Data records
+--
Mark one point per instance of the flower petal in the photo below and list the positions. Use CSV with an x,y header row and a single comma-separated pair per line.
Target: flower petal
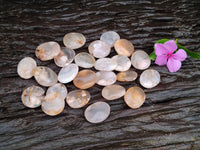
x,y
161,60
160,49
180,55
173,65
170,45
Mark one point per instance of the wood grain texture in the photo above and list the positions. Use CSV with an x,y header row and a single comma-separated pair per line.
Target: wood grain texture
x,y
170,117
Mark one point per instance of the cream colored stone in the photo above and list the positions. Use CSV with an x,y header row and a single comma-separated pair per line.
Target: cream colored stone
x,y
149,78
25,67
45,76
78,98
97,112
140,60
65,57
47,51
85,79
105,78
84,60
32,96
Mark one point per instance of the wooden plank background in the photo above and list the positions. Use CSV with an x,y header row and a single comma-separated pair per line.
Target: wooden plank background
+--
**Written exercise**
Print the whole listing above character for character, but leave the pictures out.

**Exercise solution**
Mark one point per instance of the flower petal in the photo below and list the positions. Use CSV with an x,y header row and a single comma-separated pair per line.
Target: flower petal
x,y
161,60
160,49
180,55
173,65
170,45
Mark one point per instance of the wood grain texture in the photo above and list the positions. Use CSV with an x,y header row and a single comma-separated pair per line.
Target: wood grain texture
x,y
170,117
Mark one point per instance of the cream colored stone in the photo above and list the positions. Use CSV with an x,y header row and a single comma-separated pair per line.
Target: cream colored stone
x,y
149,78
25,67
45,76
78,98
97,112
140,60
65,57
47,51
85,79
105,78
84,60
32,96
Mark one point per instance of the wooden plank background in the photo above and list the positions. Use CSV with an x,y header row and a single comma-separated pair per line.
Target: wooden plank background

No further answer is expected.